=== Document extract ===

──────

Institute of Automation and Electrometry of the Siberian Branch of the RAS () is a research institute of Novosibirsk, Russia. It was founded in 1957.

The institute is among the first research institutes organized in Akademgorodok.

Scientific activity
Initially, the scientific activity of the Institute was associated with automatic measuring devices and systems for collection of information and date processing.

The institute conducts research in the field of optics, spectroscopy, condensed matter physics, it is exploring degenerate Bose–Einstein condensates of rarefied gases. The scientific organization develops precision optical technology, computing systems etc.

Collaboration
The Institute cooperates with Rzhanov Institute of Semiconductor Physics, Institute of Laser Physics and Novosibirsk State University in the field of physics of ultracold atoms.

──────

=== Supplied data ===

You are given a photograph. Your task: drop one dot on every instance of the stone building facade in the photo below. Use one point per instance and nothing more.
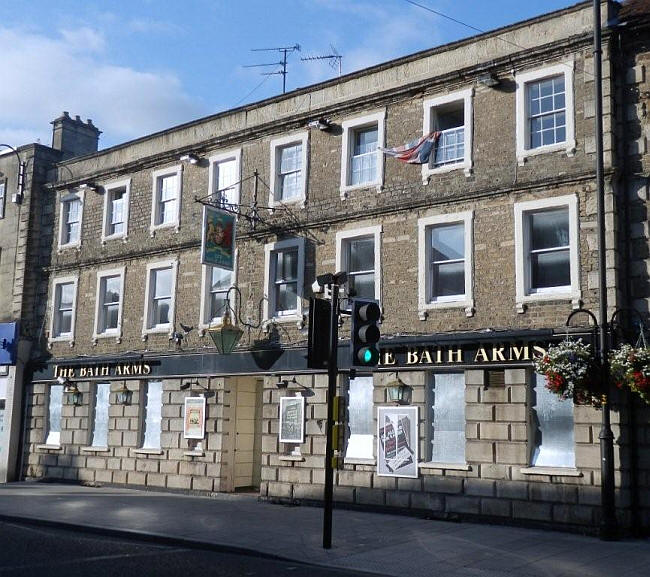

──────

=== Task objective ===
Name every organization that the text on the Institute of Automation and Electrometry says the institute cooperates with.

=== Output below ===
- Rzhanov Institute of Semiconductor Physics
- Institute of Laser Physics
- Novosibirsk State University